### [What this task involves]
Begin at the line containing "positive clicks: (7, 71)" in the data below and go on through the line containing "positive clicks: (187, 6)", repeating each line exactly; include both ends and no other line.

### Task inputs

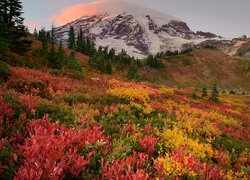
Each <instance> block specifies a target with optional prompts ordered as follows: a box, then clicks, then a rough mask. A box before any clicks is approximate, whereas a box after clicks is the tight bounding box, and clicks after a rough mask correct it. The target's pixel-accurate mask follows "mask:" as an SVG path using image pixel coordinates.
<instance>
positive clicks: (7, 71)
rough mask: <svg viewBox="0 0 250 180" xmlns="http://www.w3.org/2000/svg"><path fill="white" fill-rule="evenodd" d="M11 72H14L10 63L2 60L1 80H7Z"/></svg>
mask: <svg viewBox="0 0 250 180" xmlns="http://www.w3.org/2000/svg"><path fill="white" fill-rule="evenodd" d="M11 74H12V72H11V70H10V69H9V67H8V65H7V64H6V63H4V62H3V61H0V81H1V80H4V81H6V80H7V79H8V78H9V77H10V76H11Z"/></svg>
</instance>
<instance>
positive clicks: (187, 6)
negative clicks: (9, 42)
mask: <svg viewBox="0 0 250 180" xmlns="http://www.w3.org/2000/svg"><path fill="white" fill-rule="evenodd" d="M92 1H94V0H22V2H23V11H24V18H25V25H27V26H28V27H29V29H30V31H31V32H33V29H34V28H35V27H36V28H37V29H40V27H41V26H44V27H46V28H47V29H48V28H50V26H51V24H52V22H55V24H56V25H59V24H63V23H66V22H67V21H70V20H74V19H70V16H71V15H72V16H73V15H74V16H77V15H78V14H79V11H77V9H79V7H81V6H82V5H83V4H85V3H89V2H92ZM98 1H104V0H98ZM123 1H129V2H136V3H139V4H142V5H143V6H147V7H150V8H152V9H154V10H157V11H160V12H163V13H167V14H170V15H172V16H174V17H177V18H179V19H181V20H182V21H184V22H186V23H187V24H188V26H189V27H190V28H191V29H192V30H193V31H198V30H201V31H205V32H212V33H215V34H217V35H221V36H223V37H227V38H233V37H239V36H241V35H244V34H246V35H247V36H248V37H250V23H249V12H250V11H249V7H250V1H249V0H123ZM62 14H64V16H63V17H62Z"/></svg>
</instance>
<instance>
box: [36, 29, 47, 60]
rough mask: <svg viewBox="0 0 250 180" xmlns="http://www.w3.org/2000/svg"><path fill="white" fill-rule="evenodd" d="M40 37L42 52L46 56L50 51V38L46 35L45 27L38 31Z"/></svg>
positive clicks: (38, 33)
mask: <svg viewBox="0 0 250 180" xmlns="http://www.w3.org/2000/svg"><path fill="white" fill-rule="evenodd" d="M38 39H39V40H40V41H41V42H42V49H41V54H42V55H43V56H46V55H47V53H48V39H47V35H46V30H45V28H44V27H42V29H41V30H40V31H39V33H38Z"/></svg>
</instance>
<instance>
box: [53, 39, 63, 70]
mask: <svg viewBox="0 0 250 180" xmlns="http://www.w3.org/2000/svg"><path fill="white" fill-rule="evenodd" d="M64 53H65V52H64V48H63V45H62V40H61V41H60V44H59V47H58V51H57V56H56V63H55V68H57V69H61V68H62V67H63V61H64Z"/></svg>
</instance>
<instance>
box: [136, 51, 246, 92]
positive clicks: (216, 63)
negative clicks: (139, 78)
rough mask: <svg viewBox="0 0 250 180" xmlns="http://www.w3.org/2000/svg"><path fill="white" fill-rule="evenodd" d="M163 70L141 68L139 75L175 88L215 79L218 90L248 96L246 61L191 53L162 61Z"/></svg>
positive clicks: (201, 84) (201, 85)
mask: <svg viewBox="0 0 250 180" xmlns="http://www.w3.org/2000/svg"><path fill="white" fill-rule="evenodd" d="M162 61H163V63H164V65H165V67H164V68H163V69H160V70H153V69H148V68H142V69H141V70H140V74H141V75H142V76H143V77H145V78H146V79H149V80H151V81H155V82H158V83H160V84H168V85H171V86H176V87H198V88H200V87H202V86H203V85H204V84H207V85H211V84H212V81H214V80H216V81H217V83H218V84H219V87H220V90H221V91H223V90H225V91H227V92H229V91H230V90H234V91H236V92H238V93H242V92H245V93H249V92H250V84H249V80H250V79H249V77H250V76H249V64H250V59H246V58H234V57H232V56H229V55H227V54H224V53H222V52H220V51H216V50H211V49H199V50H193V51H192V52H189V53H186V54H179V55H177V56H169V57H168V56H166V57H164V58H162Z"/></svg>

######

### [Output below]
positive clicks: (7, 71)
rough mask: <svg viewBox="0 0 250 180" xmlns="http://www.w3.org/2000/svg"><path fill="white" fill-rule="evenodd" d="M11 72H14L10 63L2 60L1 80H7Z"/></svg>
mask: <svg viewBox="0 0 250 180" xmlns="http://www.w3.org/2000/svg"><path fill="white" fill-rule="evenodd" d="M11 74H12V72H11V70H10V69H9V67H8V65H7V64H6V63H4V62H3V61H0V81H1V80H4V81H6V80H7V79H8V78H9V77H10V76H11Z"/></svg>
</instance>
<instance>
positive clicks: (187, 6)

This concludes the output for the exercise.